┌──

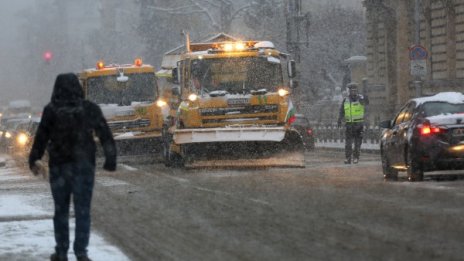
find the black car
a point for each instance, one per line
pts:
(426, 135)
(302, 125)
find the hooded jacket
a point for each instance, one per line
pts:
(68, 125)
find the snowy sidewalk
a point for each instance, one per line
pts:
(26, 226)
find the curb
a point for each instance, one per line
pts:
(329, 148)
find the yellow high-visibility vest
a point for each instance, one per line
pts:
(354, 111)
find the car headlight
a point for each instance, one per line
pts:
(193, 97)
(22, 139)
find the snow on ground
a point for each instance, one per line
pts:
(26, 226)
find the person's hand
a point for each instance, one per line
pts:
(110, 165)
(35, 169)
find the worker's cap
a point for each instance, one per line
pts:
(352, 85)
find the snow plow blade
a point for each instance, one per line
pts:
(284, 160)
(144, 149)
(240, 147)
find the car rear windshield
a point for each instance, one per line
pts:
(437, 108)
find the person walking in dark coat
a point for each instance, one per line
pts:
(352, 111)
(67, 130)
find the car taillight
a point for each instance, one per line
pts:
(429, 129)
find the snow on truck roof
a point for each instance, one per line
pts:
(450, 97)
(19, 104)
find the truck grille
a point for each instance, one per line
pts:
(250, 109)
(131, 124)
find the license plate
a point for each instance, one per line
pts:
(458, 132)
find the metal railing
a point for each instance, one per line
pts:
(331, 133)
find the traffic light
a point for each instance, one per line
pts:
(47, 56)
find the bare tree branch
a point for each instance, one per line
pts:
(210, 17)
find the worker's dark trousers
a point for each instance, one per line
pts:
(76, 179)
(353, 133)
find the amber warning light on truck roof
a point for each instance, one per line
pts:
(138, 62)
(100, 65)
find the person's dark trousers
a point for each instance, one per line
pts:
(353, 133)
(76, 179)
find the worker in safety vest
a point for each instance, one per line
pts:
(352, 111)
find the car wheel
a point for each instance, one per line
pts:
(389, 173)
(415, 171)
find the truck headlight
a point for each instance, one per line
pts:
(283, 92)
(193, 97)
(22, 139)
(161, 103)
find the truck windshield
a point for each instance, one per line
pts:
(107, 90)
(237, 75)
(437, 108)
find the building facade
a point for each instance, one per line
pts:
(391, 31)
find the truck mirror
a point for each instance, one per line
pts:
(291, 67)
(175, 76)
(175, 91)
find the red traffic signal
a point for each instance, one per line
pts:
(47, 55)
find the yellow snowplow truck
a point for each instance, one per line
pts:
(128, 97)
(235, 108)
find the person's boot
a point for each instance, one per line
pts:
(56, 257)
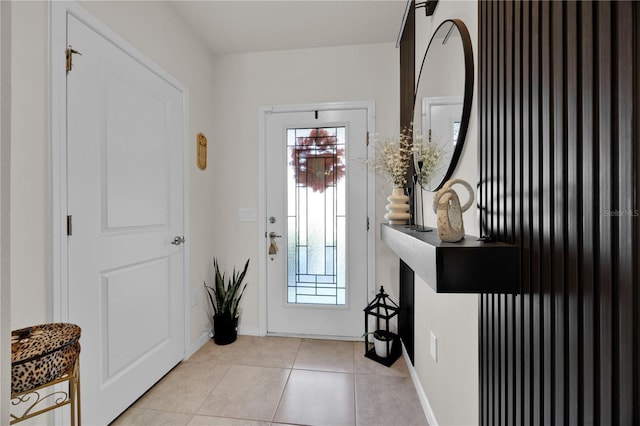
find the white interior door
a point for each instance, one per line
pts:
(125, 182)
(316, 222)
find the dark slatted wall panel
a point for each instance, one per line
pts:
(407, 91)
(559, 161)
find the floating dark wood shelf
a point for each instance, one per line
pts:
(468, 266)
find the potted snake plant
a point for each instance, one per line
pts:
(225, 297)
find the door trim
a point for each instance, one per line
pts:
(369, 106)
(59, 260)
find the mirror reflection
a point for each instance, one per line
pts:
(443, 102)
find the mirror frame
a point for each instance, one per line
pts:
(467, 99)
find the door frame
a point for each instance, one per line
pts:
(59, 259)
(369, 106)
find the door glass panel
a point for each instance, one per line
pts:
(316, 212)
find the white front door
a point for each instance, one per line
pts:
(316, 212)
(125, 179)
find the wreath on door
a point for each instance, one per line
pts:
(317, 161)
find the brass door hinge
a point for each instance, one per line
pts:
(69, 56)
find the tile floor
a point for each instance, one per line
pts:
(262, 381)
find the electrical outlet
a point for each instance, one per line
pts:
(434, 347)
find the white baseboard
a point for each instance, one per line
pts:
(195, 346)
(422, 396)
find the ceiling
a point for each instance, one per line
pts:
(239, 26)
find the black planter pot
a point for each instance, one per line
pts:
(225, 329)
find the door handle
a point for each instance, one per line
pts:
(273, 247)
(178, 240)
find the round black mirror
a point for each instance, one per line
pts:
(442, 103)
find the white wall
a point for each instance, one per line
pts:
(154, 29)
(244, 83)
(225, 94)
(451, 383)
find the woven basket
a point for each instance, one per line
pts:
(42, 353)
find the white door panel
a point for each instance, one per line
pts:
(125, 177)
(317, 194)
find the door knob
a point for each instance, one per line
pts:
(178, 240)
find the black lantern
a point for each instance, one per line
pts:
(386, 344)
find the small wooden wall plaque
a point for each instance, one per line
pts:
(202, 151)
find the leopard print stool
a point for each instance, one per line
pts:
(42, 356)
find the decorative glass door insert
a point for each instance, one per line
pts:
(316, 216)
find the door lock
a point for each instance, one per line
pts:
(273, 247)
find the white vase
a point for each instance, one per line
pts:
(398, 208)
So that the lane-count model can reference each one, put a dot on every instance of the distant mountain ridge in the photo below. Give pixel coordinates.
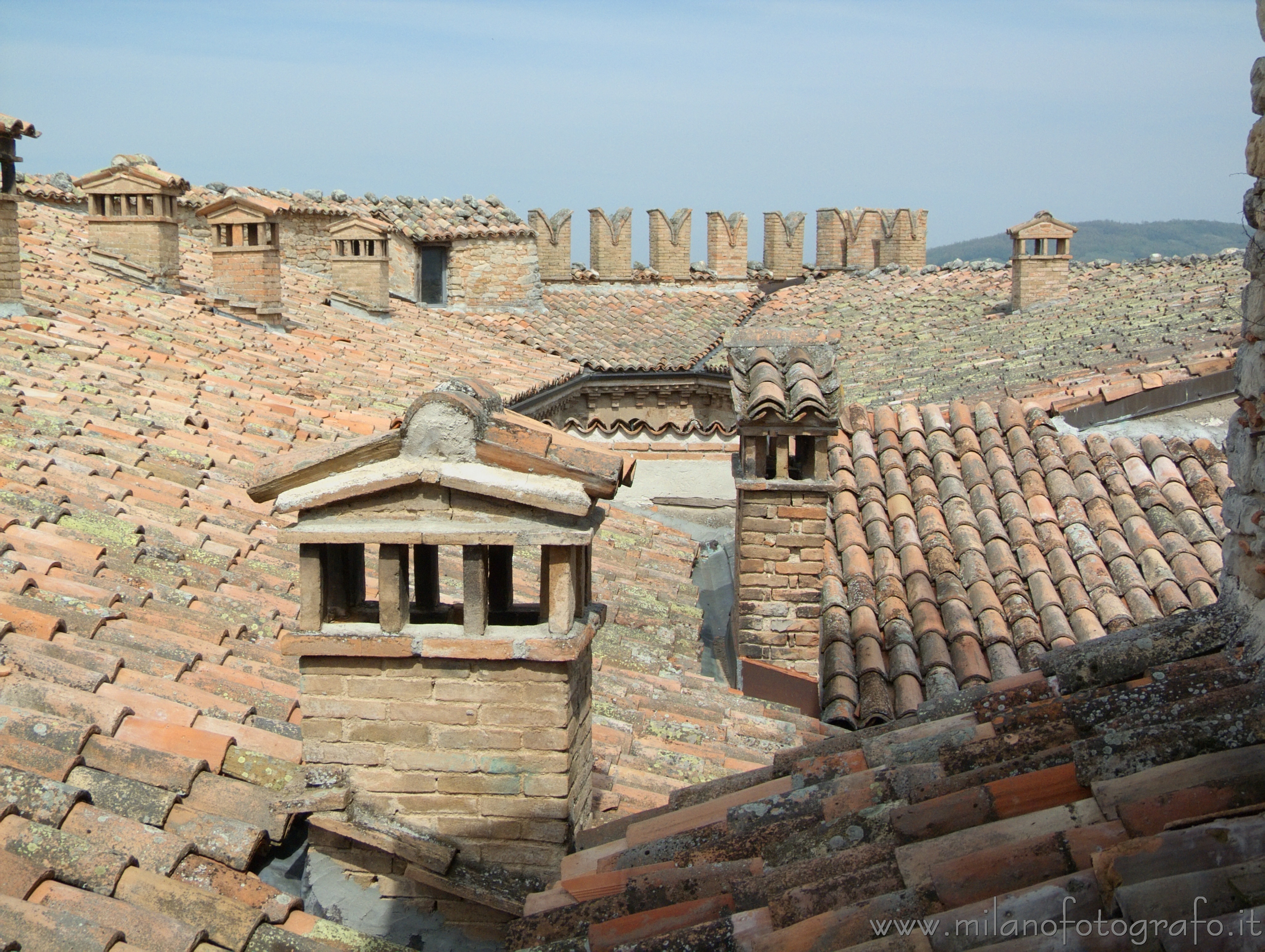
(1115, 241)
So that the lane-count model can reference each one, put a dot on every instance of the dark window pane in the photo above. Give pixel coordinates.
(434, 265)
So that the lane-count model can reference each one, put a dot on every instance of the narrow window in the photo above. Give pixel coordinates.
(433, 287)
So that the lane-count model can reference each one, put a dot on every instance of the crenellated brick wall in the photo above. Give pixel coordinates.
(495, 275)
(10, 266)
(494, 755)
(727, 245)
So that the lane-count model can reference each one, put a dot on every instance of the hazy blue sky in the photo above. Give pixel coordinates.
(980, 112)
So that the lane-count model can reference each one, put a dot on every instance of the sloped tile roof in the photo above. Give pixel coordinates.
(145, 707)
(949, 336)
(968, 543)
(1117, 783)
(629, 327)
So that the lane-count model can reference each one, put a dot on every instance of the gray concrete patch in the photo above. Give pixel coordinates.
(333, 896)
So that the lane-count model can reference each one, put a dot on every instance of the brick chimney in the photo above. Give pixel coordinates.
(246, 254)
(1040, 260)
(553, 243)
(361, 265)
(10, 265)
(784, 245)
(727, 245)
(132, 217)
(469, 717)
(610, 243)
(670, 243)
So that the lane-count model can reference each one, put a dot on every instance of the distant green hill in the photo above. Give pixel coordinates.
(1115, 241)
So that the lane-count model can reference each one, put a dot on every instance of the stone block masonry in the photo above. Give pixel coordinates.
(494, 756)
(1244, 549)
(610, 243)
(1038, 279)
(780, 563)
(10, 263)
(784, 245)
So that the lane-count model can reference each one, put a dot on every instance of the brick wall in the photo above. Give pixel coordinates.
(495, 274)
(859, 238)
(907, 243)
(668, 257)
(781, 535)
(727, 245)
(152, 243)
(366, 279)
(305, 243)
(552, 251)
(610, 245)
(10, 266)
(784, 245)
(493, 755)
(1243, 581)
(1038, 279)
(248, 274)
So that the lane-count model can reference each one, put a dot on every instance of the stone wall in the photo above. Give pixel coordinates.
(151, 243)
(1244, 549)
(784, 245)
(871, 238)
(494, 755)
(305, 242)
(248, 274)
(495, 275)
(727, 245)
(10, 265)
(670, 243)
(1037, 279)
(781, 535)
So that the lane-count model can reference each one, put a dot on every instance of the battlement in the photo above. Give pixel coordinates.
(871, 238)
(784, 245)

└──

> **WHAT TO DO**:
Exactly and only the lines from the one containing "hill in the photo above. Give pixel coordinates." through the end of the material are to be reproduced, both ends included.

> **REPLY**:
So that the lane-count model can reference each one, put a dot on every instance of the distant green hill in the photo above. Give pixel coordinates.
(1115, 241)
So that the lane-count model can reference each one, put a dot on every instance of the stone block masonry in the photo above. Give pixel coordinates.
(494, 756)
(1244, 549)
(610, 243)
(1038, 279)
(780, 563)
(10, 263)
(784, 245)
So that the lane-count model can reference each one, put a dot on every instance of the brick wall in the photo above. Give pixel coordinates.
(495, 274)
(859, 238)
(907, 243)
(668, 257)
(781, 535)
(727, 245)
(152, 243)
(366, 279)
(305, 243)
(552, 251)
(610, 245)
(10, 266)
(784, 245)
(493, 755)
(1243, 581)
(1038, 279)
(248, 274)
So that the lane-count model can reference each one, put a dot on every instance of the stone wall in the photo above. Give pixel coordinates.
(151, 243)
(1244, 549)
(784, 245)
(871, 238)
(494, 755)
(305, 242)
(248, 274)
(495, 275)
(727, 245)
(10, 265)
(670, 243)
(1037, 279)
(781, 535)
So that the lane-count model can reference each one, put a dot on every instance of the battlement in the photo above. Give pixel coordinates.
(871, 238)
(784, 245)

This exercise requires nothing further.